• **ZADANIE PISEMNE**
Proszę kontynuować przepis na kompot mirabelkowy, zaczynając bezpośrednio po ostatnim wymienionym składniku.

• **FRAGMENT TEKSTU**
══════

Świetny orzeźwiający (słodko-kwaśny) kompot mirabelkowy. Każdy kto choć raz jadł mirabelki wie o czym mowa :). Słodki środek i cierpka skórka.
Dla kogo:
- dla mających na zbyciu koszyk pełny mirabelek
- dla tych, którzy codziennie przechodzą obok zapomnianego, niedocenionego mirabelkowego drzewka
- dla fanów domowych przetworów
- około 2kg mirabelek
- 15 łyżek cukru (5 łyżek do każdego z 3 słoików)
- 3 łyżki cukru waniliowego (po łyżce do każdego słoika)
- cynamon (opcjonalnie - do smaku)

══════

• **PRZEKAZANE INFORMACJE**
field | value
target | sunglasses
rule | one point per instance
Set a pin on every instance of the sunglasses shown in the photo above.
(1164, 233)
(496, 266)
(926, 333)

══════

• **ODPOWIEDŹ**
- 3 litrowe słoiki
Wykonanie:
Wyparz i osusz słoiki i nakrętki. Umyj owoce mirabelki. Włóż owoce do słoików (u mnie 3 litrowe słoiki), poupychaj w nich owoce (by jak najwięcej się zmieściło). Do każdego słoika wsyp 5 łyżek cukru, łyżkę cukru waniliowego i szczyptę cynamonu. Słoiki szczelnie zakręć. Wstaw słoiki do garnka wyłożonego ścierką. Wlej wody do ok. 2/3 wysokości garnka i zagotuj wodę. Od zagotowania wody pasteryzuj ok. 50 minut (aż rozpuści się cukier w słoikach i powstanie syrop). Owoce zagotują się we własnym soku i w syropie cukrowym, który powstanie z rozpuszczonego cukru. Słoiki odstaw do ostudzenia (nie trzeba odwracać do góry dnem).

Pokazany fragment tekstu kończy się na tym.